Copy exactly the last part of the entries, starting from the line with "of the green" and including the final line.

Records provided:
• • • • • • •

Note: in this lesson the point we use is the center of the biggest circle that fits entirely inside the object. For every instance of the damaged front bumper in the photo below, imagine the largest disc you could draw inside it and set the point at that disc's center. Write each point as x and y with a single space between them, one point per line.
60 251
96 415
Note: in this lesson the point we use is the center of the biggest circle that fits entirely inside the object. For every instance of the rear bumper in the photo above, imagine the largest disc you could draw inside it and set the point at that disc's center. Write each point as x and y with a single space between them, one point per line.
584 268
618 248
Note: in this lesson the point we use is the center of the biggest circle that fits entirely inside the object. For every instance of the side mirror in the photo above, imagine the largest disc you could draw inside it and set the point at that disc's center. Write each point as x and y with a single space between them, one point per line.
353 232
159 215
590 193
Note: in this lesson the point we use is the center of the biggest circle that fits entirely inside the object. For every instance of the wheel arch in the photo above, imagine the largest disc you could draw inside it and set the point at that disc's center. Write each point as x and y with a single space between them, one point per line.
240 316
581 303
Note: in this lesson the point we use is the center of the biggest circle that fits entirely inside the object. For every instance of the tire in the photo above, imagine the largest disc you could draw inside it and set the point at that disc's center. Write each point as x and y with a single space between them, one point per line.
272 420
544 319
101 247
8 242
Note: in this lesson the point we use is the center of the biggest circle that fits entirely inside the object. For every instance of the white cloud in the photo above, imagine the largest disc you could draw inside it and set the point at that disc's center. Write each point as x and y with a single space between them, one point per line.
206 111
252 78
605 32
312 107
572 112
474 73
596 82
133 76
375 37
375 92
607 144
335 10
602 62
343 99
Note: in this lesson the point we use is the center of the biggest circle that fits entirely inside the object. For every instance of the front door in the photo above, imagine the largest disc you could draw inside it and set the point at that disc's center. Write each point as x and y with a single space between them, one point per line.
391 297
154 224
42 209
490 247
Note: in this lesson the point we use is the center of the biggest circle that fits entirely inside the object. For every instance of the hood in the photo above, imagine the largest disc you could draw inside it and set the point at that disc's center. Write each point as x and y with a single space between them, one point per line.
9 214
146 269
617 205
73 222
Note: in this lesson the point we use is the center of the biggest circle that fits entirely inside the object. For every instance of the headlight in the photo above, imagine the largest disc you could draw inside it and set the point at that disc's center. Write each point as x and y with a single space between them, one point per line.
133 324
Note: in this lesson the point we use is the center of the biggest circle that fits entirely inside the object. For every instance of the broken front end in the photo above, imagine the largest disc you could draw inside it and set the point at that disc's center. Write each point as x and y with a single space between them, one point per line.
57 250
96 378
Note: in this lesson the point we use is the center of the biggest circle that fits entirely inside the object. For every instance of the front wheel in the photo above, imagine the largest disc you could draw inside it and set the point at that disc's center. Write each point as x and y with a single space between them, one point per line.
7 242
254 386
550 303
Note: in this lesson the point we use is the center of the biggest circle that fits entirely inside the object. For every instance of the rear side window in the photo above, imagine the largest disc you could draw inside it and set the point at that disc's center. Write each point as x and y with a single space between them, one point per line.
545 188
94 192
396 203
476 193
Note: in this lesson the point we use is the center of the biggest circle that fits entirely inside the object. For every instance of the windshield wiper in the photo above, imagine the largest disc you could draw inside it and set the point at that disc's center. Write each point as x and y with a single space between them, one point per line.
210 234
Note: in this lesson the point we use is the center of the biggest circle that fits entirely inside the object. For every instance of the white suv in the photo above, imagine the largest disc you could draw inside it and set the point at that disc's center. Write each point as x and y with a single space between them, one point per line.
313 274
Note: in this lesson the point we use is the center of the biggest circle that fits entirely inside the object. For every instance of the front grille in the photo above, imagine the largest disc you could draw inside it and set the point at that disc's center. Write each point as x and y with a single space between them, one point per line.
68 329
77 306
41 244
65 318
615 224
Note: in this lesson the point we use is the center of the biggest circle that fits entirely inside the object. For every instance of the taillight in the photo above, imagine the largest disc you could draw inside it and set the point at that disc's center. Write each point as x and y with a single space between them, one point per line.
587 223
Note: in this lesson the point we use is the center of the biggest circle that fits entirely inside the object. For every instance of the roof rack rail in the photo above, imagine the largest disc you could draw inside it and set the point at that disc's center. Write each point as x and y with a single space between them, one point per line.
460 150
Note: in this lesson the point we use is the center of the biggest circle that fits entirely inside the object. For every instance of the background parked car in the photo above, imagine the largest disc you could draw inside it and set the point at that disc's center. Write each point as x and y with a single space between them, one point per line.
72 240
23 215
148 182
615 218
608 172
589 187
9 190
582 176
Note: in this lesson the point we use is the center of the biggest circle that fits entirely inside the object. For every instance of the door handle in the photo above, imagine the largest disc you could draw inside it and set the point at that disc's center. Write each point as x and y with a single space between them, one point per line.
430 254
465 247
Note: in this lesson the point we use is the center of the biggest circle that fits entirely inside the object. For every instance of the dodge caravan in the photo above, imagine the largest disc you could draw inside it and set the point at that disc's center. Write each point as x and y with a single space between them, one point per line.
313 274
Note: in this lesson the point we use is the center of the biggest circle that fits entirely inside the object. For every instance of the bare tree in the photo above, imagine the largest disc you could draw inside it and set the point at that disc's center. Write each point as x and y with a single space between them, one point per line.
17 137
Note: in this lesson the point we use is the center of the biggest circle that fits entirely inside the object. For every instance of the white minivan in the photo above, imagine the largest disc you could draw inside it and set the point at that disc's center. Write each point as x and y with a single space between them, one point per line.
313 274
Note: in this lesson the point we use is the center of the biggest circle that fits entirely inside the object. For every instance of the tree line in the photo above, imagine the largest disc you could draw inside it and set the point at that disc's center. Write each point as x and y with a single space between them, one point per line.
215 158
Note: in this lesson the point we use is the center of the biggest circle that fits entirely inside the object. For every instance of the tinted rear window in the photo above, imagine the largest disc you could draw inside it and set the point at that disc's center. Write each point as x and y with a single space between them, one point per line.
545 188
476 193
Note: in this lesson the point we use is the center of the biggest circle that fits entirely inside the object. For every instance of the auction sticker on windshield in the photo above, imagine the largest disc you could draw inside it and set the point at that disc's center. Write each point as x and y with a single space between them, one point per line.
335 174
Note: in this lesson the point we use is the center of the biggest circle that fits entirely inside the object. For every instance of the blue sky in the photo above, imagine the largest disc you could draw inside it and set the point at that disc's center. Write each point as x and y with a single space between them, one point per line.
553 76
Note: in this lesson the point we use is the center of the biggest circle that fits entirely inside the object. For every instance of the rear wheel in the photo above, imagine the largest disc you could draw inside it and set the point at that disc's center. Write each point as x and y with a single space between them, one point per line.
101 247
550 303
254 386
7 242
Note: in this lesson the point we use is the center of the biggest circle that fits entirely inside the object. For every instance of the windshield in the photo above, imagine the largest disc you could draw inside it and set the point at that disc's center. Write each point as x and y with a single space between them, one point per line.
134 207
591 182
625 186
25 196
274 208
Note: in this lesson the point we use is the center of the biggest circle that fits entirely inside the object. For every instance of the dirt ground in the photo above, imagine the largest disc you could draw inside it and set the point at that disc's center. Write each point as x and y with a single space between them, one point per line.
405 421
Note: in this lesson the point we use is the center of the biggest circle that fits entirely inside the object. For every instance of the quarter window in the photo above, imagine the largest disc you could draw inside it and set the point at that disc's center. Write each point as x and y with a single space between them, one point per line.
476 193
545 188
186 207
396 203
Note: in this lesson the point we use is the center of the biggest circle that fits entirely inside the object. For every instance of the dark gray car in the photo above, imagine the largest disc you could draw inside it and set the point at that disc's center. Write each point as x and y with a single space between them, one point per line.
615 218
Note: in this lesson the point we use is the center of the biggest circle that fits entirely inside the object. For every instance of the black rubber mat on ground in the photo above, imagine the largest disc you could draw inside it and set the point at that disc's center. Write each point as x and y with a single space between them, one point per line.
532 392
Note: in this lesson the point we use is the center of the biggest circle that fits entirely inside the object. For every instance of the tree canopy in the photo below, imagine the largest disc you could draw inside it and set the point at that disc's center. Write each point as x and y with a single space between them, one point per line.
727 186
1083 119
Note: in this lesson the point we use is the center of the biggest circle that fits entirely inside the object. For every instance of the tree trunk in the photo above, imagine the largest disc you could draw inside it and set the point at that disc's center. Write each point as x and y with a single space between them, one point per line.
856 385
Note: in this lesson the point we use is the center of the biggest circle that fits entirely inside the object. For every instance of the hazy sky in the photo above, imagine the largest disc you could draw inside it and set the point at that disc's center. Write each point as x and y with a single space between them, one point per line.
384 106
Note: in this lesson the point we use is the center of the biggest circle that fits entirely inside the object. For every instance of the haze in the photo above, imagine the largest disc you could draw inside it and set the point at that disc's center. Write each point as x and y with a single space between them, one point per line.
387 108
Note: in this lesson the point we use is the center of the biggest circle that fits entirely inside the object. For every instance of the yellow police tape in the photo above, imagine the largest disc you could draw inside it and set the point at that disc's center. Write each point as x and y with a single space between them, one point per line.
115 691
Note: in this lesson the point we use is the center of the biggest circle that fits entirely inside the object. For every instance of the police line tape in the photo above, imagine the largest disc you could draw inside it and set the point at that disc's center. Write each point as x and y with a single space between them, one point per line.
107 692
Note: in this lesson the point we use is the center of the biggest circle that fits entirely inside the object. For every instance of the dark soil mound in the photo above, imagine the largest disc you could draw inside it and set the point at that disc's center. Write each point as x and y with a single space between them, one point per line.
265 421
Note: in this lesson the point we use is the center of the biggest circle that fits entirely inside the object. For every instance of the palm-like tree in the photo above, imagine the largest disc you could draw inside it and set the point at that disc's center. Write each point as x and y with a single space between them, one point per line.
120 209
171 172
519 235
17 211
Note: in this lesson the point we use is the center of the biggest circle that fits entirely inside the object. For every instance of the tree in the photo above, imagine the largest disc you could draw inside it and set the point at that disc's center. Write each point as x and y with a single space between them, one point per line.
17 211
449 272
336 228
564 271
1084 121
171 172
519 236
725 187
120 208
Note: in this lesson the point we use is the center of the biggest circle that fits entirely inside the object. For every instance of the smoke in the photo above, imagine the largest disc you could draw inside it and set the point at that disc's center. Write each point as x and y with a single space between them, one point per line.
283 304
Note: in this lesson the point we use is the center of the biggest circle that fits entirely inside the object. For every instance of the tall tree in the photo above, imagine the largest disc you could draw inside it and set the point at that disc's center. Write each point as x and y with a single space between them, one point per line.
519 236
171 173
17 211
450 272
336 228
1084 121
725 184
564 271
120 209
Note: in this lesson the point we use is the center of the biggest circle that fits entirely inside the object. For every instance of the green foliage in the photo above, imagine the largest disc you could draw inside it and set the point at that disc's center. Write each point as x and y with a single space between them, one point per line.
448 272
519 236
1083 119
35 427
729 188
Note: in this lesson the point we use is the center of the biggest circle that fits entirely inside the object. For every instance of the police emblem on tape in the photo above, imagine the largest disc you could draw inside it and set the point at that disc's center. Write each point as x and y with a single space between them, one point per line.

• • • • • • •

Exercise response:
Note: in this lesson the point we use is the center of the biggest circle that fits entirely inside the object. For every instance of the green foliage in the photo above, imagine the largest disc you could draw inside it and set the point at that disc's center. Write each point as x and y with a single space between them, one point per line.
448 272
519 236
1083 119
35 427
729 188
Note: in this lesson the point we use is the center of the biggest circle that fits entirely inside the object. For every instance of the police emblem on tape in the photo above, imagine the largest disc you could draw inside it and set the point at that disc's center. Write each point as x and y with a single space between them, one point per line.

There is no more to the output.